Assignment: Continue the piece on the properties of stainless steel, picking up after its final sentence.

Seven Important Properties of Stainless Steel

Stainless steel refers to a group of iron-based alloys that contain a minimum of 10.5% chromium by mass. The chromium forms an ultra-thin layer, known as the “passive layer,” on the steel that enables it to resist corrosion.  If this layer gets mechanically or chemically damaged, the passive layer self-heals itself. The addition of other elements like molybdenum, nickel, and nitrogen enhances the properties of stainless steel.

Stainless steel has been delivering phenomenal success in various industries for more than 70 years. It now comes in more than 60 grades. All of these grades come under four significant classes. It includes 300 Series Austenitic, 400 Series Ferritic, 400 Series Martensitic, and Precipitation Hardening. Due to their valuable properties, stainless steel pipe have increased service life and reduced cycle cost. It requires low maintenance and does not need painting or other protective coatings. The attractive appearance of stainless steel and its various properties, such as corrosion resistance, low maintenance, and high strength, make it more economically viable once you consider its service life and life-cycle costs.

Here are a few essential properties of stainless steel.

Material supplied:
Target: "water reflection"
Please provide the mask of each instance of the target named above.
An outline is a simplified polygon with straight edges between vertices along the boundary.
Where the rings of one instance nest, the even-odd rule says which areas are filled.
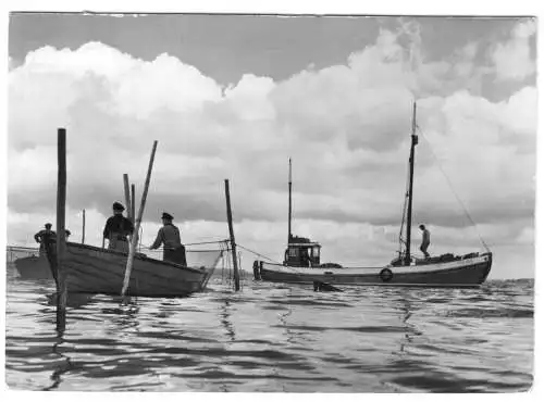
[[[62,382],[62,375],[70,372],[70,369],[72,368],[72,360],[60,351],[60,346],[62,343],[64,343],[64,331],[59,330],[57,332],[57,339],[53,343],[52,349],[53,353],[61,357],[61,361],[59,362],[58,367],[51,374],[50,379],[53,381],[53,384],[51,384],[49,387],[44,388],[44,391],[52,391],[57,389]]]
[[[224,303],[221,305],[221,313],[219,316],[221,317],[221,325],[225,328],[228,340],[234,342],[236,340],[236,332],[234,331],[234,326],[231,322],[231,301],[226,298],[224,299]]]

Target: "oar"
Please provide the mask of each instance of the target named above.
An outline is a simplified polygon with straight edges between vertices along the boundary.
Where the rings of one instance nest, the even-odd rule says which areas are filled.
[[[332,286],[331,284],[323,282],[321,280],[314,280],[313,281],[313,291],[320,291],[320,292],[341,292],[343,291],[342,289],[336,288],[335,286]]]
[[[144,193],[141,194],[141,203],[138,210],[138,218],[136,219],[136,225],[134,227],[133,237],[131,238],[131,247],[128,249],[128,259],[126,260],[125,279],[123,281],[123,289],[121,290],[121,296],[125,296],[128,289],[128,282],[131,281],[131,272],[133,269],[134,254],[136,252],[136,244],[138,243],[138,231],[141,224],[141,216],[144,215],[144,209],[146,208],[147,190],[149,189],[149,181],[151,180],[151,171],[153,169],[154,152],[157,151],[156,140],[153,142],[153,149],[151,150],[151,158],[149,159],[149,166],[147,168],[146,185],[144,187]]]

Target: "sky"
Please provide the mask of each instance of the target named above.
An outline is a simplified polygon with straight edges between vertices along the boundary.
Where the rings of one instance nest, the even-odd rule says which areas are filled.
[[[54,224],[57,129],[67,130],[67,227],[101,244],[123,174],[143,223],[281,261],[293,231],[322,262],[395,257],[412,102],[413,242],[494,253],[491,278],[534,277],[536,24],[531,18],[12,14],[8,243]],[[467,213],[468,212],[468,213]],[[475,223],[474,226],[472,223]],[[243,265],[251,268],[245,252]]]

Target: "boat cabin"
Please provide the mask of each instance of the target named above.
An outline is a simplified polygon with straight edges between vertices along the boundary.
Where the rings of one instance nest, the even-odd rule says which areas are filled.
[[[289,266],[319,266],[321,246],[305,237],[292,236],[283,264]]]

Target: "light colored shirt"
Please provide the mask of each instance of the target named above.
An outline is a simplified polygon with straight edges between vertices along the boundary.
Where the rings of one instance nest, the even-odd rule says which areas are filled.
[[[150,249],[158,249],[161,244],[164,244],[164,249],[175,250],[180,248],[182,246],[180,229],[172,224],[166,224],[161,227]]]

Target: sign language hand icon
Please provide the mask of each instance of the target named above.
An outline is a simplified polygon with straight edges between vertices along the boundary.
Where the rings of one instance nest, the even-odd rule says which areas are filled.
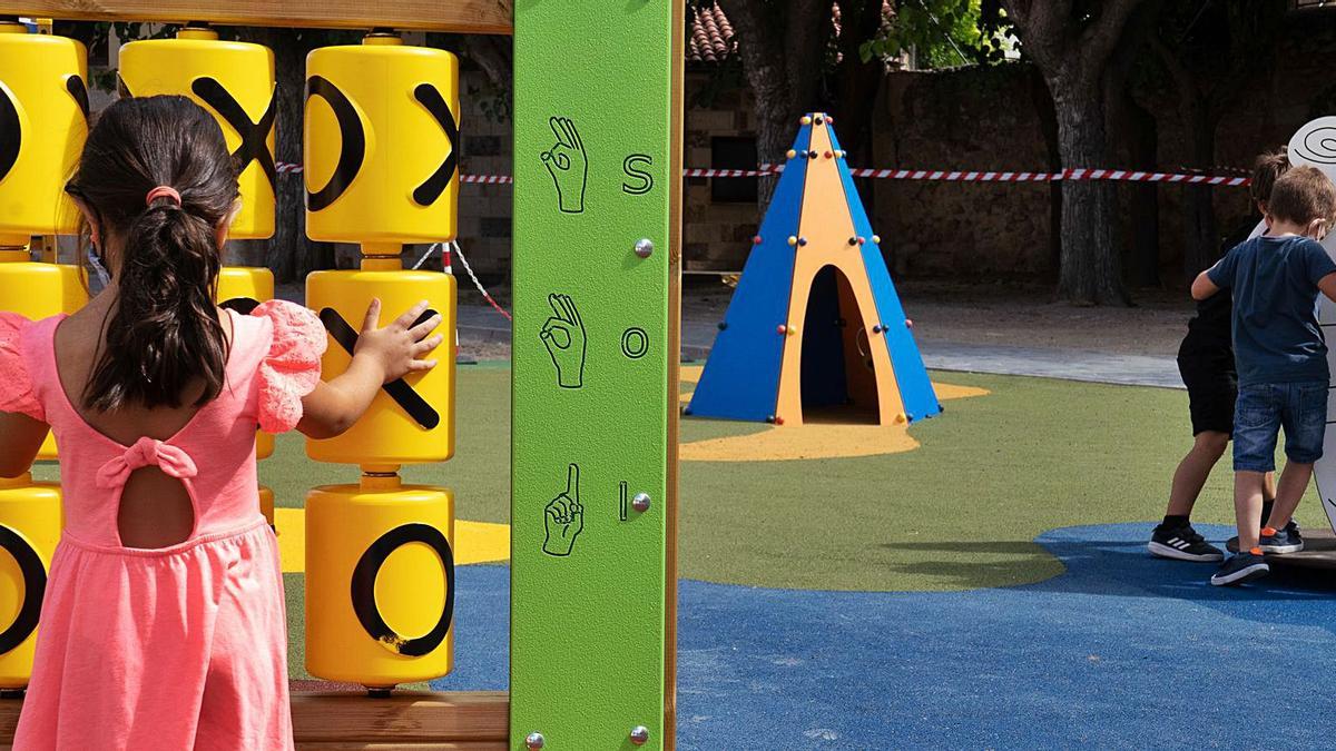
[[[548,502],[544,510],[542,552],[566,557],[584,531],[584,506],[580,505],[580,465],[566,468],[566,492]]]
[[[589,179],[589,159],[580,131],[569,118],[548,120],[557,143],[542,152],[542,163],[557,184],[557,202],[565,214],[584,212],[584,191]]]
[[[554,315],[542,325],[538,337],[557,366],[557,384],[562,389],[584,385],[585,330],[580,310],[570,295],[548,295]]]

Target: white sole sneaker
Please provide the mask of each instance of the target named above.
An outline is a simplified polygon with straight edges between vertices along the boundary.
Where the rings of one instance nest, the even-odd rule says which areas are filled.
[[[1216,587],[1228,587],[1230,584],[1245,584],[1256,579],[1261,579],[1271,573],[1271,567],[1264,563],[1255,563],[1249,567],[1244,567],[1238,571],[1232,571],[1226,575],[1214,575],[1210,577],[1210,583]]]
[[[1225,560],[1224,553],[1189,553],[1186,551],[1180,551],[1178,548],[1165,545],[1164,543],[1156,543],[1152,540],[1146,544],[1146,549],[1150,551],[1152,556],[1161,559],[1173,559],[1176,561],[1193,561],[1193,563],[1220,563]]]

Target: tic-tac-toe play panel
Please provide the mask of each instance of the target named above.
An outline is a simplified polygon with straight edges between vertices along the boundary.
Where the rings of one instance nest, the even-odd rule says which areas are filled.
[[[510,694],[297,692],[297,742],[671,748],[684,0],[0,0],[3,13],[513,31]],[[0,703],[0,743],[19,707]]]
[[[510,732],[660,746],[681,16],[516,11]]]
[[[689,414],[882,425],[941,412],[830,118],[804,116]]]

Answer to this task:
Corrosion Resistance

The chromium content of stainless steel imparts to it valuable corrosion resistance properties. The chromium helps form a self-healing layer on the steel surface, making it resistant to corrosion. Hence even if the steel surface gets cut or damaged, it gets self-healed. 304 stainless steel shows excellent corrosion resistance and value and can withstand corrosion from most oxidizing acids.

Cryogenic Resistance

You can measure cryogenic resistance by the material’s toughness or ductility at sub-zero temperatures. The tensile strengths and toughness of austenitic stainless steel at cryogenic temperatures are substantially higher than ambient temperatures. However, at sub-zero temperatures, you should not use martensitic, ferritic, or precipitation hardening steel. As the temperature drops, its toughness tends to decrease.

Work Hardening

The work-hardenable grades of stainless steel allow you to achieve higher strength using cold working. Combining annealing and cold working stages will help you impart the required strength to the stainless steel.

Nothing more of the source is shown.